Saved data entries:
+===+
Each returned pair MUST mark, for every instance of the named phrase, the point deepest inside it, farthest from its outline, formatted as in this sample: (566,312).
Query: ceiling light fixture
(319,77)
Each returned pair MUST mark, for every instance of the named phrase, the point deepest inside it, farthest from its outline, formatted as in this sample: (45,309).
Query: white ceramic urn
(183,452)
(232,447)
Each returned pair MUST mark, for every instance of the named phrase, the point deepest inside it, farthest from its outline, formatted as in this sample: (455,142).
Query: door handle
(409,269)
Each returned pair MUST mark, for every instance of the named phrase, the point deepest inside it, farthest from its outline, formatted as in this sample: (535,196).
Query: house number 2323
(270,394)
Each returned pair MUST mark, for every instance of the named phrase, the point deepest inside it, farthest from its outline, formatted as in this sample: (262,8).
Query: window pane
+===+
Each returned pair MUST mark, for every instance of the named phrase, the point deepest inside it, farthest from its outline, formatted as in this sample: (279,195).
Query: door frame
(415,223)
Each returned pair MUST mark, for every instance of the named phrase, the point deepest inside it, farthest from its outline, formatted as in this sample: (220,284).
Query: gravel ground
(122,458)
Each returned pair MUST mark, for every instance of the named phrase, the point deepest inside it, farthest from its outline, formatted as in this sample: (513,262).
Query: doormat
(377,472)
+===+
» **WHAT YOU SHOULD DO**
Exactly the lines above from the one with "this sample: (566,312)." to the one with "Query: window pane", both included, are to be quoted; leave the rest out.

» **YOUR SOLUTION**
Each returned pair MUST mark, for every instance of the named phrase, the point deepest inside it, farthest from its outline, formatted as in this sample: (566,312).
Query: ceiling light fixture
(319,77)
Each returned pair MUST mark, for every instance of the named phrase, the point deepest inside it, farthest from its outline, formatted as in this sample: (45,309).
Query: white ceramic urn
(183,452)
(232,447)
Each returned pair MUST mark, for every instance of the named phrase, the point deepest inside it, farthest from its outline, formatted as in this sample: (455,142).
Query: door handle
(409,269)
Each returned pair MUST mark, for every instance of the named phrase, the point deepest inside it, farthest from its outline, formatted as in this sample: (535,196).
Query: house number 2323
(270,394)
Each returned pair MUST mark, for every instance of the named phrase, the point deepest inside it, farthest from its outline, formatted as in this sample: (262,8).
Query: window pane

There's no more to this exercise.